## AIM OF THE TASK
Resume the satellite industry survey article below, continuing it from its final sentence.

## PAGE
Via Satellite’s 2001 Satellite Survey
The results are in for our annual satellite survey and the numbers look encouraging. Satellite industry revenues grew by a healthy 17 percent between1999-2000, topping $83 billion. The 238 Western-built geostationary communications satellites orbiting the Earth cost approximately $40 billion to build, launch and insure. Eighty-four more are under construction at the world’s top five satellite manufacturing companies. Last year was an excellent one in terms of launches, with 29 new birds being lofted into space. The number of new spacecraft ordered was also surprisingly high, with 35 satellite deals announced.
Recent trends indicate a dramatic transformation is under way in the satellite industry. Although they had record years in terms of launches and contract announcements, both the launch vehicle and satellite manufacturing sectors are suffering from a large amount of over-capacity and are struggling to survive financially. As a result, we can expect consolidation and/or a growing number of partnerships between competitors to occur over the next year. In the field of satellite operations, the big keep getting bigger. The world’s six largest global operators control more than 40 percent of the world’s commercial satellites, and have bought nearly half of those under construction. Consolidation is under way in this sector as well, most notably illustrated by the recent purchase of GE Americom by SES Astra. Many industry experts predict that further consolidation will take place in the field of satellite operations, and that eventually the majority of the world’s satellites will be controlled by a few huge operators.
Looking ahead, the satellite industry is unveiling and/or developing several new applications, including residential broadband services and digital satellite radio. Leading satellite experts predict that the market for residential broadband will be dominated by the cable industry, at least in the United States, although the satellite industry can expect to play a substantial role in this area. Digital radio, according to the Carmel Group, could break a variety of records for a new consumer electronics product. Over the next two years, we should know for certain the future course of this exciting new service.

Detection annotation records
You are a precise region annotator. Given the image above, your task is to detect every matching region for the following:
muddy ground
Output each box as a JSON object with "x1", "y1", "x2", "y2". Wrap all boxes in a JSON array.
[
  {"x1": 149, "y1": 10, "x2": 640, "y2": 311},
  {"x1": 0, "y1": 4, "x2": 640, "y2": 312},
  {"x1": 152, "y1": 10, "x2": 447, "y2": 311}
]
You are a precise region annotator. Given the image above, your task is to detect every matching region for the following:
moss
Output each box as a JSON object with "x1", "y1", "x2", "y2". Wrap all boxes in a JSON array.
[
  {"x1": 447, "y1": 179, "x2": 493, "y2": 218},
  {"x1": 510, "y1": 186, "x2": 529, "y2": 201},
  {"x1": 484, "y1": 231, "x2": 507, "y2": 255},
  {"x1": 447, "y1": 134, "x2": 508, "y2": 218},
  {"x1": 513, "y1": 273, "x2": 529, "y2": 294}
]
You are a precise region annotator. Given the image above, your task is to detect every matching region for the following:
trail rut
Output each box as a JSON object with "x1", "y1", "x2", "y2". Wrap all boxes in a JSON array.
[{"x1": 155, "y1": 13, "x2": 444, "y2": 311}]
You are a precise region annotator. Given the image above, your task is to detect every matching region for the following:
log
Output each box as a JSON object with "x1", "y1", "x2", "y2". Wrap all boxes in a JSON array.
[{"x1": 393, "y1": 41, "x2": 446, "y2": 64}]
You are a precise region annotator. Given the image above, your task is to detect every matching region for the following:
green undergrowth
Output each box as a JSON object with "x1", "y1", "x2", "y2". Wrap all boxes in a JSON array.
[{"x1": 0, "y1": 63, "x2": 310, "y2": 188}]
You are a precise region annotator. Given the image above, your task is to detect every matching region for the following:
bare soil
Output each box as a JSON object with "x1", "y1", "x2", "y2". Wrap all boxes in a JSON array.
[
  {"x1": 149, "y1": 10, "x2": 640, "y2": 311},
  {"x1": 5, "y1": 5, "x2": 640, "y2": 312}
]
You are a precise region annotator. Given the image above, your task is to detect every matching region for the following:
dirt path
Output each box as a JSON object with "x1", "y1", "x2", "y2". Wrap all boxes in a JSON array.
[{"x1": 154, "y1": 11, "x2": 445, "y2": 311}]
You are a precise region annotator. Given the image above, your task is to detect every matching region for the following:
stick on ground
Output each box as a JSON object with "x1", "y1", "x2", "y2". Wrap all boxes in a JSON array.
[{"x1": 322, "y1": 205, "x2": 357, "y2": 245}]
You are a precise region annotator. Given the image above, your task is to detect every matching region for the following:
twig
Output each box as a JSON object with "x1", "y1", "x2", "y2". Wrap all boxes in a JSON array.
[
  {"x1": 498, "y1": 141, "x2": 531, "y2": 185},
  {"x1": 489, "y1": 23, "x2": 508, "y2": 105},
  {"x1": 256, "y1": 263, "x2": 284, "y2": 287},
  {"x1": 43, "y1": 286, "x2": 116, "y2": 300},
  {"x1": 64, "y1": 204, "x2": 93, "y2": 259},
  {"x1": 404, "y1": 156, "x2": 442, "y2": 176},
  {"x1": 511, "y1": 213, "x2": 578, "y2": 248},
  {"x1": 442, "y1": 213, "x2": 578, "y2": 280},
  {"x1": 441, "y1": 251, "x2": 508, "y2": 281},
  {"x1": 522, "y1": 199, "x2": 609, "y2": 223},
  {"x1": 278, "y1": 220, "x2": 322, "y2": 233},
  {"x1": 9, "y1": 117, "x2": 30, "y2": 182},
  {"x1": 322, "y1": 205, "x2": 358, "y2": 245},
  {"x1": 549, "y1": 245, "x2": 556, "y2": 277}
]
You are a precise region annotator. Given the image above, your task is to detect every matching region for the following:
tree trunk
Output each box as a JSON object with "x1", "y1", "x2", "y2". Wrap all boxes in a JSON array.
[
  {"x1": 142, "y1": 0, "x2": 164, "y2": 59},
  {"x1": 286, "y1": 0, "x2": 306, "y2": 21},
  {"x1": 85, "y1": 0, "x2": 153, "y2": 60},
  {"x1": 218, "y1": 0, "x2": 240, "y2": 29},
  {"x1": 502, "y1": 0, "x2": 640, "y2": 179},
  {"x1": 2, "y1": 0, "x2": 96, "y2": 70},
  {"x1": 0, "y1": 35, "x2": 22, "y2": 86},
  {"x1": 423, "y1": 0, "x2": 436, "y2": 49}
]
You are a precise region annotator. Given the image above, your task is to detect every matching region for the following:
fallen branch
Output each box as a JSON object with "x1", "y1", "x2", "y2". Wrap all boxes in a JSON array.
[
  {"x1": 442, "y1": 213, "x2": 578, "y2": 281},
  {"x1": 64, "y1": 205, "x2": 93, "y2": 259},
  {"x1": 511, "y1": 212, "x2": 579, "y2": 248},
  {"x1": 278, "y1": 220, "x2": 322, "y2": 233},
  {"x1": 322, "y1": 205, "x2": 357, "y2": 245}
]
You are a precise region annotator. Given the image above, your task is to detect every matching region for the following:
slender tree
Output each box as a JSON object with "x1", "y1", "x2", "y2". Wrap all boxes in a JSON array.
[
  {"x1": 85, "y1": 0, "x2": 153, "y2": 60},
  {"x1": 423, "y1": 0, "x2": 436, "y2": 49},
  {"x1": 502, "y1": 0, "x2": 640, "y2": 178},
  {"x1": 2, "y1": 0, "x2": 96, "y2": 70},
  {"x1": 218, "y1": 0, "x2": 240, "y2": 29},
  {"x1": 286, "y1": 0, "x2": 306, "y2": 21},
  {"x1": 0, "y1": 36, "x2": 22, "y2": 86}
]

## RESULT OF THE TASK
Financially, the industry is rebuilding its credibility with Wall Street after the massive business failures of Iridium, Globalstar and Orbcomm left investors holding the bag. Coupled with the high-tech meltdown, the monies flowing into the industry of the mid- to late-’90s have largely dried up. Promising financial performances by large operators, including privatized inter-governmental organizations, along with the possible success of broadband and digital radio services, will go a long way in re-opening the doors to financial institutions.
The industry has managed, despite all odds against it, to expand its revenues, launch a record number of satellites, and bring in a large number of new orders. There is ample space segment to provide myriad communications services, from broadcasting to the Internet, via some of the largest spacecraft ever built. International regulatory barriers are slowly, but steadily falling away, creating huge regional markets. The year ahead presents a continuing set of challenges, but no doubt, the satellite industry will break new records and achieve higher goals than many of its critics think possible.
Commercial Geostationary Launch History
Overall, the 1990s saw the tripling of the launch rate from the 1970s, when an average seven spacecraft were launched, to 21. The first year of the new decade is off to a good start in this regard. The year 2000 saw the largest number of satellites launched since 1997. Recent trends in the late ’90s involving satellite delivery delays, launch failures and political instability resulted in a decrease in the number of geostationary platforms being boosted into orbit. Last year, however, the industry was strengthened by a banner year at ILS, which markets the Proton and Atlas launch vehicles, as well as the continued, successful introduction of new industry workhorses like the Ariane 5 and Sea Launch. The market for launch vehicles is highly competitive, however, and some degree of consolidation is expected among the world’s leading players, especially as the market for low earth orbiting satellite systems disappears at the same time that new launch vehicles come into play.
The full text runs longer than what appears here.